A verbatim copy of the line containing "Exercise. Locate the triangular" and all lines after it, up to and including the final line of the records, is the only acceptable output.

----

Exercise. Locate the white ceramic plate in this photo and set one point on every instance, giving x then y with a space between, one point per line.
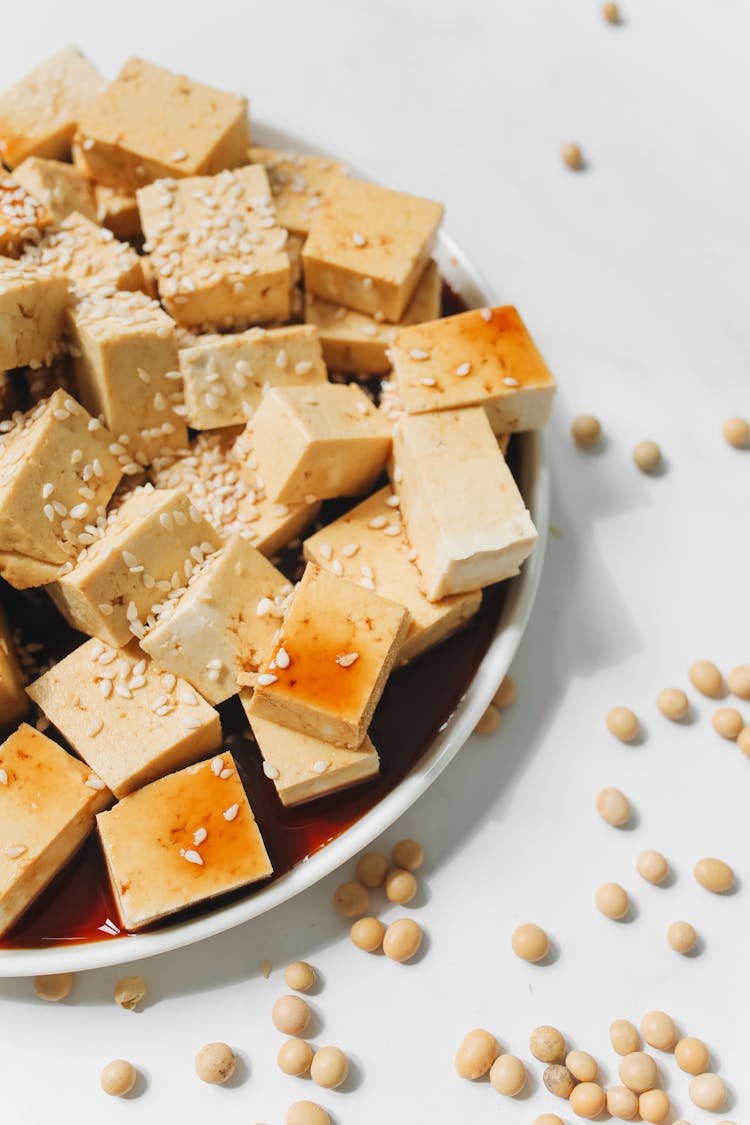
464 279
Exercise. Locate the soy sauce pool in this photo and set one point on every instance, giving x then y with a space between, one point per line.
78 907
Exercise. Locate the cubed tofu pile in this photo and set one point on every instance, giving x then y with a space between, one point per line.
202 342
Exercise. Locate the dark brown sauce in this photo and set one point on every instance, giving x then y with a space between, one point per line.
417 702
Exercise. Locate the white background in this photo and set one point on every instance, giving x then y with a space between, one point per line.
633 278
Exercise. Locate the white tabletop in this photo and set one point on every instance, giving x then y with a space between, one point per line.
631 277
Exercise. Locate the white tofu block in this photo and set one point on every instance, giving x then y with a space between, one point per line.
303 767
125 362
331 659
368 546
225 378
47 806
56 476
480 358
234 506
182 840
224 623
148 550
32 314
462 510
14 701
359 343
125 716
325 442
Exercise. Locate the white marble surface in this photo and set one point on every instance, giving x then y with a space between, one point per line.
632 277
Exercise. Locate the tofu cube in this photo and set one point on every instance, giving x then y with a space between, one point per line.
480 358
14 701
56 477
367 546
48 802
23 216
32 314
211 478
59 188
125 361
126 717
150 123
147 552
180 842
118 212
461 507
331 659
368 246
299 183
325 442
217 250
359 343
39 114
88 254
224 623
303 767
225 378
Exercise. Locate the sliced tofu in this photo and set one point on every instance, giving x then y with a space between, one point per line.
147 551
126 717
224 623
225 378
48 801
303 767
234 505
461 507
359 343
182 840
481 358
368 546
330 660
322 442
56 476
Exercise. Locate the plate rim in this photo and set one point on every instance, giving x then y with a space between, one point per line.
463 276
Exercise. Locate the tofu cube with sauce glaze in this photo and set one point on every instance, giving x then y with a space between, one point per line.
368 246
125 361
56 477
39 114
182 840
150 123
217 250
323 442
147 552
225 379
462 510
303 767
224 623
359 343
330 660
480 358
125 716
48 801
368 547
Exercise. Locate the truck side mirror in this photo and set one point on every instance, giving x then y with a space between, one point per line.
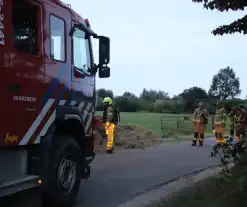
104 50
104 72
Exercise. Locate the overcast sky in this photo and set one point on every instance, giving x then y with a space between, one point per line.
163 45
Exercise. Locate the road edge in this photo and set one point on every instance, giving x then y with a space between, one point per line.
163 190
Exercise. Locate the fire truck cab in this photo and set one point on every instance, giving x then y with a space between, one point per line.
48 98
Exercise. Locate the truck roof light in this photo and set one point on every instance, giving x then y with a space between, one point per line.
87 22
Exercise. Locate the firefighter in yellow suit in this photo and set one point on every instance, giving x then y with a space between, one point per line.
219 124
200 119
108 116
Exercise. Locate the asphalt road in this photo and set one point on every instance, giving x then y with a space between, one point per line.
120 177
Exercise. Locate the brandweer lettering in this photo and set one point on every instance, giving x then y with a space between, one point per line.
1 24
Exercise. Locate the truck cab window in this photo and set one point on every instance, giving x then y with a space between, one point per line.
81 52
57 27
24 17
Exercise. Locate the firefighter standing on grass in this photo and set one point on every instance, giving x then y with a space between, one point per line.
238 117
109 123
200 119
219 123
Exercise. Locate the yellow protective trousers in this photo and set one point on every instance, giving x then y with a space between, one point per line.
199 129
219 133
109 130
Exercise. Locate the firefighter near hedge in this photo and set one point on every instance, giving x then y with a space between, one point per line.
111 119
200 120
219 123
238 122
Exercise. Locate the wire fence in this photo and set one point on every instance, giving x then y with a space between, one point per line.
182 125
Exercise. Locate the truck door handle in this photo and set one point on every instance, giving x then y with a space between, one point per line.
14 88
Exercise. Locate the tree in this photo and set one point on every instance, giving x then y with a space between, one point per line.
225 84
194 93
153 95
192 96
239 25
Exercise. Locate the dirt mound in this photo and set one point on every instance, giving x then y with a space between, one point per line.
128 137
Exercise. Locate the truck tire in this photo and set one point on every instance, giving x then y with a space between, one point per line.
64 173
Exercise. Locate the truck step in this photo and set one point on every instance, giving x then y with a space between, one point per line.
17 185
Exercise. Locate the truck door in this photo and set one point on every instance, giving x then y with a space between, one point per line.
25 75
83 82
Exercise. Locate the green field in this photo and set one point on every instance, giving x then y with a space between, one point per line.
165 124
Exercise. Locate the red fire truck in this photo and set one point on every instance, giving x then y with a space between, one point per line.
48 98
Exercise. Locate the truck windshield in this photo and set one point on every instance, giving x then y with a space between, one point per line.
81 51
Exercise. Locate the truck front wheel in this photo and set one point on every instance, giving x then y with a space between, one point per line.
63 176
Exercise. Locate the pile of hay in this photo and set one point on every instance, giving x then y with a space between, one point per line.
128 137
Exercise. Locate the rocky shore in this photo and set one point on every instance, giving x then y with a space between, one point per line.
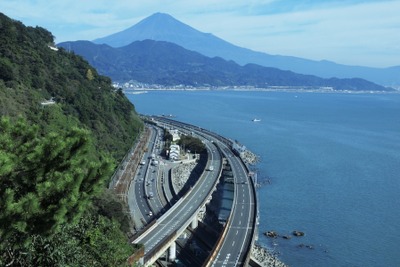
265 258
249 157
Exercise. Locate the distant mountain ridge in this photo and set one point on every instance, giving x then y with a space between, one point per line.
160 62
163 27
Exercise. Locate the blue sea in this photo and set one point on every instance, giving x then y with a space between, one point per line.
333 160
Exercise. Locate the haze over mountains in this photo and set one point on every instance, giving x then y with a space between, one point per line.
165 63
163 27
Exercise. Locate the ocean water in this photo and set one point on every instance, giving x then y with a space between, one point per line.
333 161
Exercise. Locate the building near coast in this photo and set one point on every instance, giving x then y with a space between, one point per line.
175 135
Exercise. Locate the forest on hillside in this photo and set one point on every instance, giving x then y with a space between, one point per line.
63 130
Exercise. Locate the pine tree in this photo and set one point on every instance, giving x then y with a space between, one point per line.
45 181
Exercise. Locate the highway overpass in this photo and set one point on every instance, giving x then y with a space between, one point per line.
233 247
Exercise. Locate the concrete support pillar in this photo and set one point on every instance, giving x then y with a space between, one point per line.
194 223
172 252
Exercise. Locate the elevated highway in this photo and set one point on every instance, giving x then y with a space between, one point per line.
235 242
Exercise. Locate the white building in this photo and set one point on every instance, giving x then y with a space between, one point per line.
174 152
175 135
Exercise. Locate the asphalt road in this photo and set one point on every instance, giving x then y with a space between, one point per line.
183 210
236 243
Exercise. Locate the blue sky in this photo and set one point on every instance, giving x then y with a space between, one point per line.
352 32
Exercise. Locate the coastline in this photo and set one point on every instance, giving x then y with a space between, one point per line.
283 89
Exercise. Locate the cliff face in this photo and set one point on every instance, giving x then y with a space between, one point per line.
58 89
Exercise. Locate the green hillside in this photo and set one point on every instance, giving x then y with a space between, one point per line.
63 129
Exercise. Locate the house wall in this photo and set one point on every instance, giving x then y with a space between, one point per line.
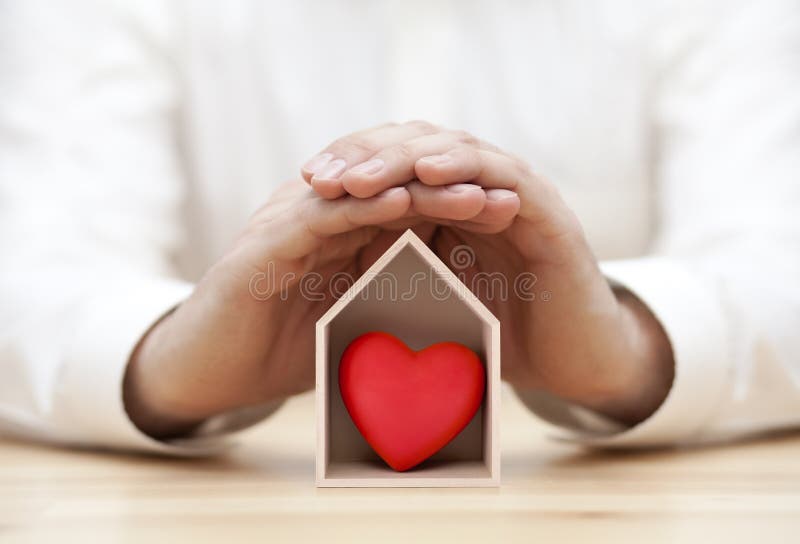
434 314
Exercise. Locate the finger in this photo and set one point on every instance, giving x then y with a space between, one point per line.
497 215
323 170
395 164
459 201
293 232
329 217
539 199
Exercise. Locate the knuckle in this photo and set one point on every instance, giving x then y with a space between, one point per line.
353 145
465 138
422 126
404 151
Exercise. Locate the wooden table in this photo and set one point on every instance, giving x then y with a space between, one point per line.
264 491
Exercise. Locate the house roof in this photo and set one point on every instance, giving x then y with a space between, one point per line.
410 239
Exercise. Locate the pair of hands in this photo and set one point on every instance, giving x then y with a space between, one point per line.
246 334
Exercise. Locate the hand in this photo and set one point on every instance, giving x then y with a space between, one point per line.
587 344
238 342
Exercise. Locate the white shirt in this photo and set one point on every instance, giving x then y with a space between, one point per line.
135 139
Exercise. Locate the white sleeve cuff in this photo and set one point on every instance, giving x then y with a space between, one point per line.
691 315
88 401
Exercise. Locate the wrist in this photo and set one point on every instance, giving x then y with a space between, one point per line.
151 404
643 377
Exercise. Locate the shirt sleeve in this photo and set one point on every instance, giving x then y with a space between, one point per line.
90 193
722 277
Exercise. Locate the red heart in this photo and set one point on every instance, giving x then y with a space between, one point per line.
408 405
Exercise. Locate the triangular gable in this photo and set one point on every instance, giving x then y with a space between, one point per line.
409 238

----

EXERCISE ANSWER »
Exercise. Locate the triangular gable in this photo and set one point on every instance, giving x then y with a space between, one point per line.
409 238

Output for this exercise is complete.